[原文摘录]
►
设\(E(x)\)表示\(x\)状态到最终状态的期望步数。
如果\(x\)的一的个数大于等\(k\)则\(E(x) = 0\),否则\(E(x) = 1 + (1 - p ) E( x >> 1) + pE((x >> 1) | (1 << n - 1) )\)
因此我们可以得到\(2^n\)个方程和\(2^n\)个未知数。高斯消元解方程就好了。
#include <bits/stdc++.h>
using namespace std;
using i32 = int32_t;
using ui32 = uint32_t;
using i64 = long long;
using ldb = long double;
using pii = pair<int, int>;
using vi = vector<int>;
const int inf = LLONG_MAX / 2;
const int M = 100;
ldb a[M][M], b[M], X[M];
i32 main() {
ios::sync_with_stdio(false), cin.tie(nullptr);
ui32 n, k, t, N;
ldb p;
cin >> n >> k >> p;
N = 1 << n, t = N >> 1;
for (ui32 x = 0, y, z; x < N; x++) {
if (popcount(x) >= k) {
a[x][x] = 1;
} else {
y = x >> 1, z = y | t;
assert(y < N and z < N);
a[x][x] = 1;
a[x][y] -= 1 - p;
a[x][z] -= p;
b[x] = 1;
}
}
for (int i = 0; i < N; ++i) {
for (int j = i + 1; j < N; ++j) {
for (int k = i + 1; k < N; ++k) {
a[j][k] -= a[i][k] / a[i][i] * a[j][i];
}
b[j] -= b[i] / a[i][i] * a[j][i];
a[j][i] = 0;
}
}
for (int i = N - 1; i >= 0; --i) {
assert(a[i][i] != 0);
X[i] = b[i] / a[i][i];
for (int j = i - 1; j >= 0; --j) {
b[j] -= a[j][i] * X[i];
}
}
cout << fixed << setprecision(20) << X[0];
return 0;
}
G. Grazed Grains
精度要求很低,直接枚举点就好
#include <bits/stdc++.h>
using namespace std;
using i32 = int32_t;
using i64 = long long;
#define int i64
using pii = pair<int, int>;
using vi = vector<int>;
const int inf = LLONG_MAX / 2;
const int N = 20;
const double eps = 0.01;
i32 main() {
ios::sync_with_stdio(false), cin.tie(nullptr);
int n;
cin >> n;
vector<double> ox(n), oy(n), r(n);
for (int i = 0; i < n; i++)
◄
[记录摘录]
►
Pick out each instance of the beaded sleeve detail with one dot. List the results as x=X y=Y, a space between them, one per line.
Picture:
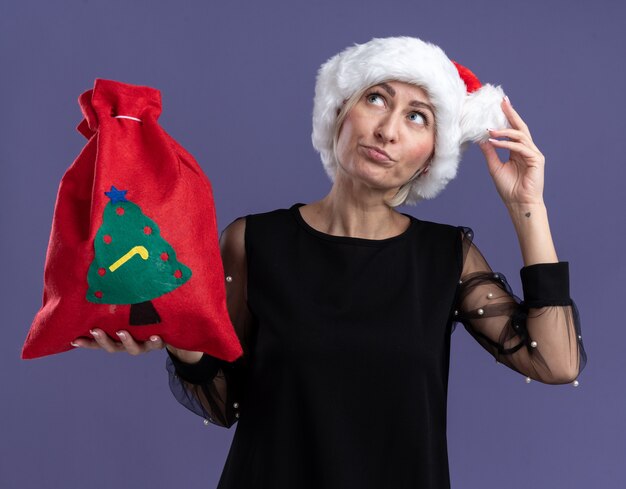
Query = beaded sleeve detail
x=540 y=336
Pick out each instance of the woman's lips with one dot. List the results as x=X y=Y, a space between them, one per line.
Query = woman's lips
x=376 y=155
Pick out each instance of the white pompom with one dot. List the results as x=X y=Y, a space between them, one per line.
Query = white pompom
x=482 y=110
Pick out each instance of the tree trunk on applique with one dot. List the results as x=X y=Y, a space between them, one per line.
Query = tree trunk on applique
x=133 y=264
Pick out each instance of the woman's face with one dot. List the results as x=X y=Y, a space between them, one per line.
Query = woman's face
x=387 y=136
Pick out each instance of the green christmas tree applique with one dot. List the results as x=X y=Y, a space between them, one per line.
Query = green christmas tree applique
x=133 y=264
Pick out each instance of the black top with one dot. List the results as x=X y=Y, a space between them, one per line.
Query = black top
x=346 y=342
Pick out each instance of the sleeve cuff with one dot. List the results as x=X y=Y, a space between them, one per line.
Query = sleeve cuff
x=546 y=284
x=201 y=372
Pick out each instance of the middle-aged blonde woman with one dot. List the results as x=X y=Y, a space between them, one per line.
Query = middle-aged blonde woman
x=345 y=306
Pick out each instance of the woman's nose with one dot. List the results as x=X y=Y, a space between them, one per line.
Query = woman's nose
x=387 y=129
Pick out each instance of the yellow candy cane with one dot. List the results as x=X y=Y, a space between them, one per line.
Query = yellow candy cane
x=141 y=250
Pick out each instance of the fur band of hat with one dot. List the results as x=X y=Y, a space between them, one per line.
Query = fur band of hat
x=464 y=108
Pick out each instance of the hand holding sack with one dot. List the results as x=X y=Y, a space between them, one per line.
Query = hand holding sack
x=134 y=242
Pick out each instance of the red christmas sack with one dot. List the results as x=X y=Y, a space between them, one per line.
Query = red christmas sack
x=134 y=242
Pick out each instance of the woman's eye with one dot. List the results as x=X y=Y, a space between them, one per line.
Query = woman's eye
x=417 y=117
x=375 y=98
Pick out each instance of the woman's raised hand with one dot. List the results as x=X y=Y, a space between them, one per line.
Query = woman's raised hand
x=520 y=179
x=129 y=345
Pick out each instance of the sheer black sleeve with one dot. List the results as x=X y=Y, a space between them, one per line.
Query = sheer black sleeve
x=213 y=388
x=538 y=337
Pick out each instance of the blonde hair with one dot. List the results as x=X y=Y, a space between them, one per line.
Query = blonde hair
x=403 y=192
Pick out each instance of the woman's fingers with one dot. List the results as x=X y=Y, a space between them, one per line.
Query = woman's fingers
x=127 y=343
x=514 y=118
x=513 y=134
x=105 y=342
x=521 y=148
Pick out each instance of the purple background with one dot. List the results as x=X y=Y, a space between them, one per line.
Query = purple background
x=237 y=82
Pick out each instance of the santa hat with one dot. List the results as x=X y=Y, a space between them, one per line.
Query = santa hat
x=464 y=108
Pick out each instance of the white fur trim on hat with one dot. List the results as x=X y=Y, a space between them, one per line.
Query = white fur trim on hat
x=460 y=117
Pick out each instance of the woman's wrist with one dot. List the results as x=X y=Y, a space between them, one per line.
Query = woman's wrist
x=185 y=356
x=533 y=232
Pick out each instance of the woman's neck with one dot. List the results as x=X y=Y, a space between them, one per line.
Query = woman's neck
x=347 y=211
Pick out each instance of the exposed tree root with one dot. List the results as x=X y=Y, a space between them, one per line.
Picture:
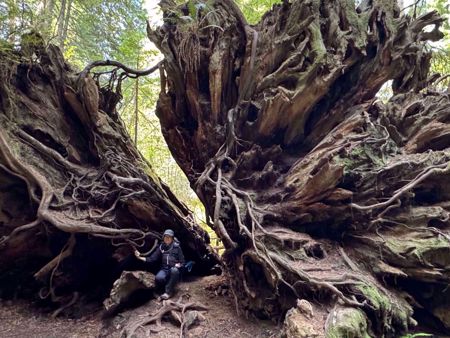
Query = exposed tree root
x=180 y=312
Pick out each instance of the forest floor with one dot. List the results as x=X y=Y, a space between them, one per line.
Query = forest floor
x=19 y=318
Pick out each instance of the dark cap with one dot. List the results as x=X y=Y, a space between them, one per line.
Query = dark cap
x=169 y=232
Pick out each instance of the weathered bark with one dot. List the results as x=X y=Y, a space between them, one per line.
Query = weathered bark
x=318 y=190
x=76 y=197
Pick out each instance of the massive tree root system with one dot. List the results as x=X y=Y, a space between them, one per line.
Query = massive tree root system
x=317 y=189
x=76 y=197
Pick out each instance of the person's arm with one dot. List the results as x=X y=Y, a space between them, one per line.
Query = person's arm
x=180 y=258
x=152 y=258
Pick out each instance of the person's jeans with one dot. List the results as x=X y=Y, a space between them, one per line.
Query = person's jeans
x=172 y=275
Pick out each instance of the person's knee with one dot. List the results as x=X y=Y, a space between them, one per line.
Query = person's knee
x=160 y=278
x=175 y=272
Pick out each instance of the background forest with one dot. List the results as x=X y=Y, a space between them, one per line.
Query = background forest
x=88 y=30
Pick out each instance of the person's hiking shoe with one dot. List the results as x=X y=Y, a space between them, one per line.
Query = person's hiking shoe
x=165 y=296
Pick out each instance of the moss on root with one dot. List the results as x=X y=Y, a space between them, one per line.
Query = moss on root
x=347 y=323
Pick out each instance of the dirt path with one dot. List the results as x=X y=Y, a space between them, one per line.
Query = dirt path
x=20 y=319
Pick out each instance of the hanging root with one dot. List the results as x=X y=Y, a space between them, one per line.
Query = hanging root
x=185 y=314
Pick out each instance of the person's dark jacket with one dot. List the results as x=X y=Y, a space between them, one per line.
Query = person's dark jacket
x=169 y=255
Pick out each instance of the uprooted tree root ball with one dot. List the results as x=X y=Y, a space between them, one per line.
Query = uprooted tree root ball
x=317 y=189
x=76 y=197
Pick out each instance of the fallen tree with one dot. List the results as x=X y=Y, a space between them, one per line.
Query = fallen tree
x=76 y=197
x=317 y=189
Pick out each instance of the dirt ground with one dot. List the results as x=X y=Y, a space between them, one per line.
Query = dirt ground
x=22 y=319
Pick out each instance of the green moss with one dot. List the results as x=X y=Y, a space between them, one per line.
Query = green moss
x=433 y=250
x=348 y=323
x=376 y=298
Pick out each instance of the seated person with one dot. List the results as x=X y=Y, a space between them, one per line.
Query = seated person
x=172 y=259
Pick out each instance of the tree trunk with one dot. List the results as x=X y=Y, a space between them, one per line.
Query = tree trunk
x=317 y=190
x=76 y=198
x=61 y=24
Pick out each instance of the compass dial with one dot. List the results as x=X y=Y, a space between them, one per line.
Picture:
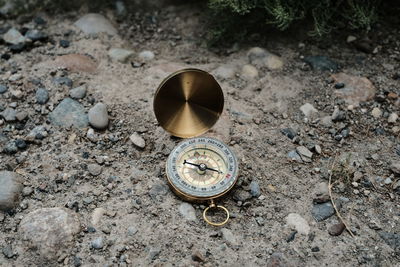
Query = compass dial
x=202 y=168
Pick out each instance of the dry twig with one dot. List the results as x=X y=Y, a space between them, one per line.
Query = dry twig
x=333 y=202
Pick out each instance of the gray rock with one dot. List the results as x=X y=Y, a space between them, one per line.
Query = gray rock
x=10 y=190
x=42 y=96
x=21 y=115
x=78 y=92
x=95 y=23
x=338 y=115
x=393 y=117
x=69 y=113
x=322 y=211
x=94 y=169
x=305 y=154
x=9 y=114
x=97 y=243
x=8 y=252
x=146 y=55
x=293 y=155
x=322 y=63
x=137 y=140
x=27 y=191
x=255 y=189
x=249 y=72
x=187 y=211
x=158 y=190
x=321 y=193
x=39 y=132
x=132 y=230
x=225 y=72
x=98 y=116
x=297 y=222
x=120 y=54
x=336 y=229
x=289 y=132
x=120 y=9
x=308 y=110
x=153 y=253
x=14 y=37
x=241 y=195
x=11 y=147
x=228 y=236
x=62 y=81
x=35 y=35
x=395 y=167
x=3 y=89
x=392 y=239
x=50 y=231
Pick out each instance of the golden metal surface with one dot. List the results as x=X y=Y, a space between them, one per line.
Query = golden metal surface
x=214 y=206
x=188 y=103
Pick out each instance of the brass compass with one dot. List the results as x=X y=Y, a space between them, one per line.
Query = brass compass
◄
[练习任务]
将原文摘录中从“设\(E(x)\)表示\(x\)状态到最终状态的期望步数。”起、到“知数。高斯消元解方程就好了。”为止（含这两处）的部分一字不改地打印出来。

[练习答案]
设\(E(x)\)表示\(x\)状态到最终状态的期望步数。
如果\(x\)的一的个数大于等\(k\)则\(E(x) = 0\),否则\(E(x) = 1 + (1 - p ) E( x >> 1) + pE((x >> 1) | (1 << n - 1) )\)
因此我们可以得到\(2^n\)个方程和\(2^n\)个未知数。高斯消元解方程就好了。